- **Directions**: Use the entries below to count the lines that hold the word "frame"; answer with the number only.

- **Raw data**:
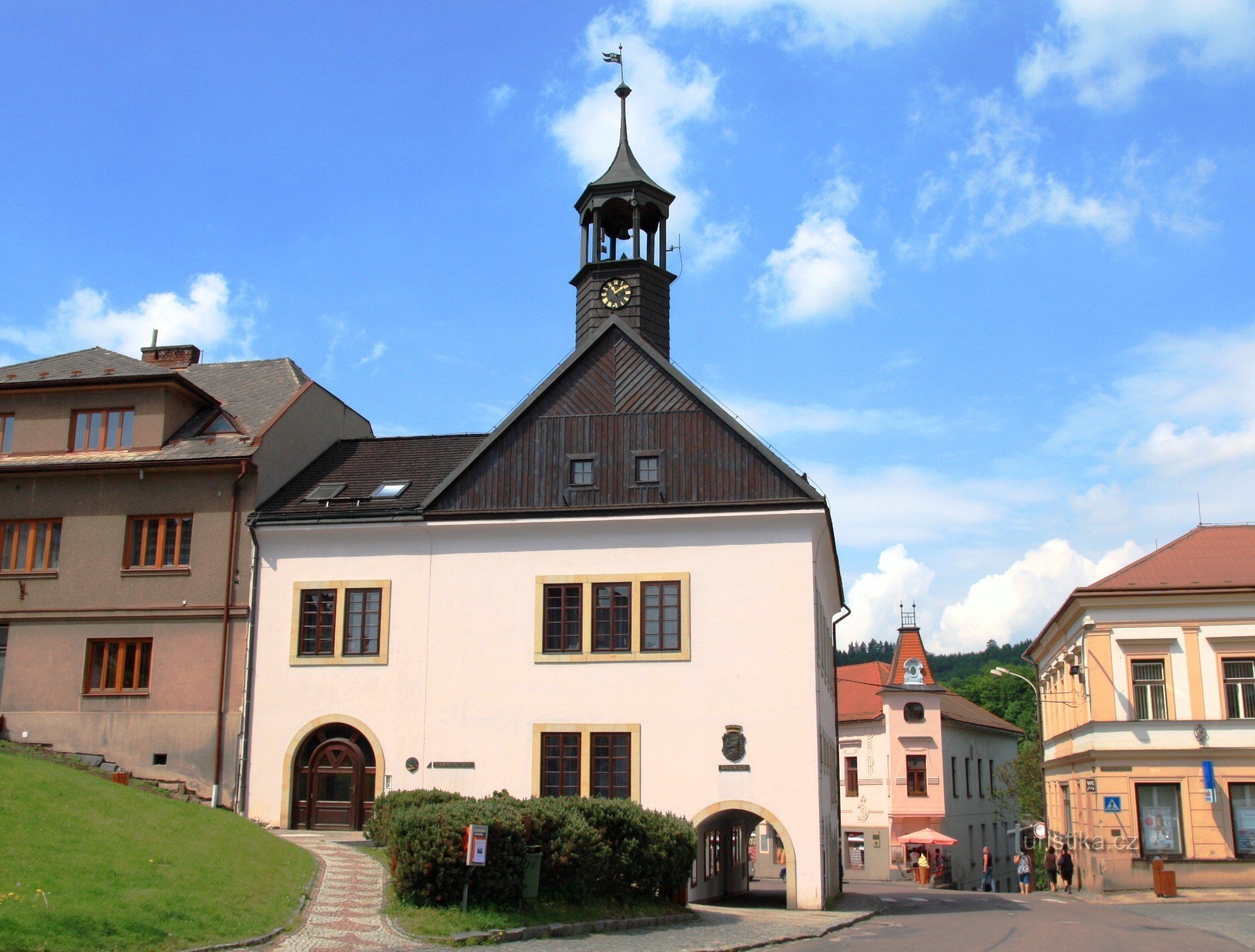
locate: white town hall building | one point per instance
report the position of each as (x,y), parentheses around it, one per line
(617,593)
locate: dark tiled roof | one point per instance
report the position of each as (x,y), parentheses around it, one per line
(1205,557)
(363,464)
(250,390)
(81,365)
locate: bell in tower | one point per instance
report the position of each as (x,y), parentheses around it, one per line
(623,249)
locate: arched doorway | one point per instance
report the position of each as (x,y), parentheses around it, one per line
(333,779)
(730,834)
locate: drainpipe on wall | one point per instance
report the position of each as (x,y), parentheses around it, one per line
(215,799)
(241,801)
(836,700)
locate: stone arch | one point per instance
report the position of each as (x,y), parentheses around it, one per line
(747,807)
(285,804)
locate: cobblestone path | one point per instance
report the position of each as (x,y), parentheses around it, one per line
(345,911)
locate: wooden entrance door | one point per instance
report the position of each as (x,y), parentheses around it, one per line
(334,782)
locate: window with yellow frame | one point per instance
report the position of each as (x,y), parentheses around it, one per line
(613,617)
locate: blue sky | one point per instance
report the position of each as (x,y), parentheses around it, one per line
(982,270)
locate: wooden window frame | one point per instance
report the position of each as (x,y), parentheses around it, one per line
(587,654)
(922,772)
(587,732)
(609,617)
(1225,681)
(142,664)
(1165,660)
(162,527)
(339,634)
(568,779)
(662,606)
(591,460)
(52,547)
(611,738)
(104,429)
(566,590)
(365,615)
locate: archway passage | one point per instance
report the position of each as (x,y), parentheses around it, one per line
(334,779)
(742,851)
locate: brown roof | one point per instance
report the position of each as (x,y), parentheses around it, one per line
(860,699)
(251,392)
(1205,557)
(859,691)
(910,645)
(363,464)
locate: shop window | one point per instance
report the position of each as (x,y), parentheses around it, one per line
(1150,691)
(1159,820)
(1240,688)
(1242,802)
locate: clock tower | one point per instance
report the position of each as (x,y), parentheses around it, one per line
(623,249)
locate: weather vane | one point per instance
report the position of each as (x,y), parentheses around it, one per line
(617,58)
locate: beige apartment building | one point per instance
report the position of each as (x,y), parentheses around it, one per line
(1149,716)
(126,564)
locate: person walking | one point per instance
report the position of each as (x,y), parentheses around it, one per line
(1052,869)
(1066,869)
(1025,869)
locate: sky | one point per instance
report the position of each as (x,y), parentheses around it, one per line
(982,270)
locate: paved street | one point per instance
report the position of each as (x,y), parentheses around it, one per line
(969,922)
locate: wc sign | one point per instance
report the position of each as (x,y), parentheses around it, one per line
(477,845)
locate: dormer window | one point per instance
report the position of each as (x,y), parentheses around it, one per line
(103,429)
(581,472)
(912,671)
(220,424)
(325,490)
(390,490)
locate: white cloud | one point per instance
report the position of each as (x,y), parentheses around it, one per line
(1016,603)
(912,505)
(208,316)
(1110,49)
(500,97)
(874,599)
(835,24)
(825,271)
(668,98)
(993,187)
(771,418)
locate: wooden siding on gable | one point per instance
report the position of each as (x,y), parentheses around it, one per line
(617,402)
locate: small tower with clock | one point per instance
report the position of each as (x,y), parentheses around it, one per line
(623,249)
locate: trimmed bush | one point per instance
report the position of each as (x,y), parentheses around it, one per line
(428,853)
(380,814)
(590,848)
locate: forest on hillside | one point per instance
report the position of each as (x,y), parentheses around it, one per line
(967,674)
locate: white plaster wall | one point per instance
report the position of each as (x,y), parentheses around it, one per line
(461,681)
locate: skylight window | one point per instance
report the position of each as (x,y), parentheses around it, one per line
(390,490)
(325,490)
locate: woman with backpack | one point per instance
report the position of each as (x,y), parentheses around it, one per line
(1066,869)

- **The answer**: 2